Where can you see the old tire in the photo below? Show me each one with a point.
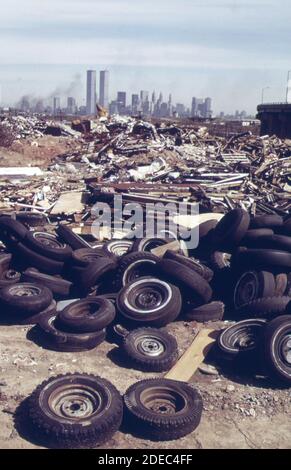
(48, 245)
(26, 298)
(213, 311)
(150, 349)
(61, 339)
(149, 301)
(253, 285)
(75, 410)
(88, 315)
(193, 286)
(163, 409)
(277, 348)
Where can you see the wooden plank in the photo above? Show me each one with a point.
(187, 365)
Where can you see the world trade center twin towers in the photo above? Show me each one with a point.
(91, 90)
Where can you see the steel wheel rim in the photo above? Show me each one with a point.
(163, 400)
(75, 402)
(150, 346)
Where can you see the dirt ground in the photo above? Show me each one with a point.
(240, 410)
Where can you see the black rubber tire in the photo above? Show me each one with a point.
(242, 339)
(133, 266)
(253, 236)
(95, 271)
(276, 347)
(150, 349)
(253, 285)
(191, 263)
(273, 242)
(281, 284)
(260, 259)
(266, 307)
(266, 221)
(88, 315)
(57, 285)
(213, 311)
(35, 319)
(167, 310)
(70, 432)
(11, 231)
(117, 248)
(219, 260)
(84, 256)
(73, 239)
(63, 340)
(191, 283)
(231, 229)
(31, 219)
(31, 259)
(148, 244)
(26, 298)
(206, 227)
(47, 245)
(184, 405)
(8, 275)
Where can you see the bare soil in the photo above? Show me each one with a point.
(240, 410)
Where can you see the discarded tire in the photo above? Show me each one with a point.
(231, 229)
(48, 245)
(133, 266)
(63, 340)
(163, 409)
(191, 263)
(265, 307)
(26, 298)
(242, 339)
(193, 286)
(88, 315)
(277, 348)
(149, 301)
(213, 311)
(253, 285)
(75, 410)
(150, 349)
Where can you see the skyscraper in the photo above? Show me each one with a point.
(103, 88)
(91, 92)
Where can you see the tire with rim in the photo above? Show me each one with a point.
(150, 349)
(62, 339)
(88, 315)
(133, 266)
(117, 247)
(75, 410)
(191, 263)
(84, 256)
(253, 285)
(30, 258)
(193, 286)
(148, 244)
(213, 311)
(265, 307)
(26, 298)
(48, 245)
(277, 348)
(242, 339)
(149, 301)
(163, 409)
(231, 229)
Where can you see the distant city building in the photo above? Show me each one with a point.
(91, 92)
(104, 88)
(56, 104)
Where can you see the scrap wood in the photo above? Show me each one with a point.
(189, 362)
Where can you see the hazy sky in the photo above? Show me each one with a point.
(226, 49)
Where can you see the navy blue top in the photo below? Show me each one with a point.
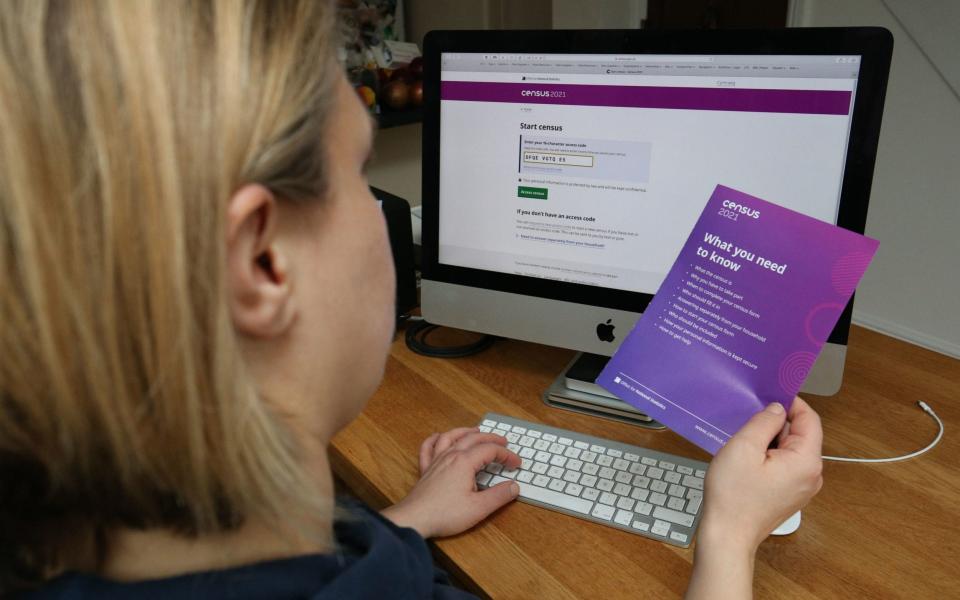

**Your task:** Each record must appear again exactly as written above, without its pictures.

**Task answer:**
Where can you see the old tire in the photo below? Show me each one with a point.
(48, 245)
(26, 298)
(213, 311)
(150, 349)
(61, 339)
(149, 301)
(253, 285)
(75, 410)
(88, 315)
(193, 286)
(163, 409)
(277, 348)
Where can you see the wooden plank in the photo above? Show me each one with a point.
(187, 365)
Where can you see the world trade center twin towers in the photo above? Show me each one with a point.
(91, 90)
Where can you see the steel wheel rim in the photo above? Show me each one with a point.
(163, 400)
(75, 402)
(150, 346)
Where can you see the dirt ground in the photo above? Show me each one with a point.
(240, 410)
Where can you see the black rubber tire in the photo above? Show me each one with a point.
(242, 339)
(133, 266)
(253, 236)
(95, 271)
(276, 347)
(150, 349)
(253, 285)
(191, 263)
(273, 242)
(281, 284)
(260, 259)
(266, 307)
(266, 221)
(88, 315)
(57, 285)
(213, 311)
(35, 319)
(167, 310)
(70, 432)
(11, 231)
(117, 248)
(219, 260)
(84, 256)
(73, 239)
(63, 340)
(191, 283)
(231, 229)
(31, 219)
(31, 259)
(148, 244)
(26, 298)
(206, 227)
(47, 245)
(184, 405)
(8, 275)
Where can you see the bare soil in the photo above? Show me each one with a point.
(240, 410)
Where can you see the discarded tire in the photo above? Show me each one with a point.
(231, 229)
(48, 245)
(133, 266)
(63, 340)
(163, 409)
(191, 263)
(265, 307)
(26, 298)
(242, 339)
(193, 286)
(88, 315)
(277, 348)
(149, 301)
(213, 311)
(253, 285)
(75, 410)
(150, 349)
Where can you see the skyscraper in the photo above? Show me each one with a point.
(103, 88)
(91, 92)
Where can you see the tire with rim in the photo above? Show me each one with a point.
(150, 349)
(62, 339)
(88, 315)
(133, 266)
(117, 247)
(75, 410)
(191, 263)
(84, 256)
(253, 285)
(30, 258)
(193, 286)
(148, 244)
(213, 311)
(265, 307)
(26, 298)
(48, 245)
(277, 348)
(242, 339)
(149, 301)
(163, 409)
(231, 229)
Where can you see the distant city building in the photo above? Show me each one with a point.
(91, 92)
(104, 88)
(56, 104)
Where can you see the scrap wood in the photo above? Show me each one with a point.
(189, 362)
Where can you see the hazy sky in the photo above? Show me each one with a point.
(226, 49)
Where can you see the navy blue top in the photo below? Show me each one with a point.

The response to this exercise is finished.